▶ What you have to do: Arrange every line of the listing below as a numbered list, omitting any blank lines.
— Begin Data lines —
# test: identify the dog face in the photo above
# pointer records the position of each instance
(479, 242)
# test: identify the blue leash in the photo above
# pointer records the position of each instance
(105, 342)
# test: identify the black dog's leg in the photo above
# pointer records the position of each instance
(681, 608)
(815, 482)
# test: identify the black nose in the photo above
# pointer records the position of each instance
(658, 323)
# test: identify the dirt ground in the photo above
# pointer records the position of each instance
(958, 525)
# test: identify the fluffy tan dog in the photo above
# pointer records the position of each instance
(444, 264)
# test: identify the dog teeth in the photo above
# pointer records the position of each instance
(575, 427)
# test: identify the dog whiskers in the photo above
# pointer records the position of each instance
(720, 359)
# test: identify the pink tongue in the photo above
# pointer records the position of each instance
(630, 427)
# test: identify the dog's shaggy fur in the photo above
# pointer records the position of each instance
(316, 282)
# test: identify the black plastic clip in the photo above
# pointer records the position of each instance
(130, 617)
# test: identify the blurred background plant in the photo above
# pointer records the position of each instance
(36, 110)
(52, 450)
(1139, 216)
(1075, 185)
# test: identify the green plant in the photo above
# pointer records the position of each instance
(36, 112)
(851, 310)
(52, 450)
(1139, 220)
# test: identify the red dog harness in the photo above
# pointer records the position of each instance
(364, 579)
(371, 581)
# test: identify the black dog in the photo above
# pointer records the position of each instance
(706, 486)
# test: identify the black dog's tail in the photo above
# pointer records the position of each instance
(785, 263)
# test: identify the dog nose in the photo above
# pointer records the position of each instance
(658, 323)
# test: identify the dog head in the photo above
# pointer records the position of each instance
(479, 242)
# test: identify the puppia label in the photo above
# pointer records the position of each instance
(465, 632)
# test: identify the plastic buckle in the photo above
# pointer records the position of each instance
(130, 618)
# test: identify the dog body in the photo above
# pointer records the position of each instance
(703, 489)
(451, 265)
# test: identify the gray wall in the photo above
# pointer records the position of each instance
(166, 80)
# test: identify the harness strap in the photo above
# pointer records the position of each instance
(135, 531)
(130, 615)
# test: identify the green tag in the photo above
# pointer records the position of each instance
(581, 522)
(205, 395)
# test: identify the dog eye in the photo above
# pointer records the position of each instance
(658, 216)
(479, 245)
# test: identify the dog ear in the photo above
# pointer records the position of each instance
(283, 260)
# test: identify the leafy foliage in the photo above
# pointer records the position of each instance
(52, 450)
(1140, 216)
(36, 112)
— End Data lines —
▶ Full output:
1. # test: identify the dog face in the photo above
2. # pointer records the position of each instance
3. (479, 242)
4. # test: identify the blue leash in the photo above
5. # pointer records the position of each instance
6. (105, 342)
7. # test: identify the black dog's leg in the photo above
8. # pointer records the position of each instance
9. (681, 608)
10. (815, 482)
11. # test: identify the black nose in the photo above
12. # pointer records the position of each instance
13. (658, 323)
14. # test: identify the dirt ground in the photo above
15. # pointer records the position of each instance
16. (958, 525)
17. # test: identify the fluffy tan dog in the photo above
18. # pointer records the position of each instance
19. (444, 264)
20. # test: identify the dog teeth in the photo above
21. # pointer records the position of each instance
22. (575, 427)
23. # test: identify the dog whiskers in the photo above
24. # pointer records the position of each instance
25. (720, 359)
26. # test: identify the pink tongue in the photo above
27. # pointer records the position of each instance
28. (630, 427)
29. # test: identify the dog's shaggy fur in the photo above
30. # pointer records the position of each instance
31. (316, 282)
32. # test: identify the black plastic clip in the photo above
33. # pointer records the position of each instance
34. (130, 617)
35. # test: identify the blurred background plant in the photo above
36. # pointer records the position of each instance
37. (36, 110)
38. (52, 450)
39. (1139, 216)
40. (1075, 185)
41. # test: identify the green plant in the photo above
42. # pointer records the position of each instance
43. (36, 112)
44. (851, 310)
45. (52, 450)
46. (1139, 220)
47. # test: identify the red dog harness in the photo above
48. # pointer records the position of each instance
49. (364, 579)
50. (371, 581)
51. # test: identify the black dog in the photo above
52. # pointer records the position of each instance
53. (706, 486)
54. # test: identify the black dog's tail in the photo above
55. # pointer records the position of each instance
56. (785, 263)
57. # test: identify the dog nose in the photo above
58. # pointer records the position of each instance
59. (658, 323)
60. # test: identify the dog head in the photo above
61. # pointer records the position of each instance
62. (479, 242)
63. # test: identify the puppia label in the photo above
64. # pointer records the position of each instance
65. (465, 632)
66. # test: identify the plastic buckle in the photo above
67. # pointer records the position of each instance
68. (130, 618)
69. # test: identify the dog body in the photo above
70. # pointer records the position of each instance
71. (703, 489)
72. (451, 265)
73. # test: identify the gray wall in the photo above
74. # pointer records the position of each instance
75. (166, 80)
76. # test: identify the harness strap in the photo above
77. # pointer records the position of each instance
78. (135, 531)
79. (130, 615)
80. # test: identify the green tag in the photo above
81. # pointer records the position of each instance
82. (581, 522)
83. (205, 395)
84. # test: identify the dog eye in the photo above
85. # pointer records the position of each instance
86. (658, 216)
87. (479, 245)
88. # test: identify the dog ear in the photo above
89. # pointer records the position of each instance
90. (283, 260)
91. # test: identify the leafy foliage in the photo above
92. # pointer records the position of each instance
93. (52, 450)
94. (1140, 216)
95. (36, 112)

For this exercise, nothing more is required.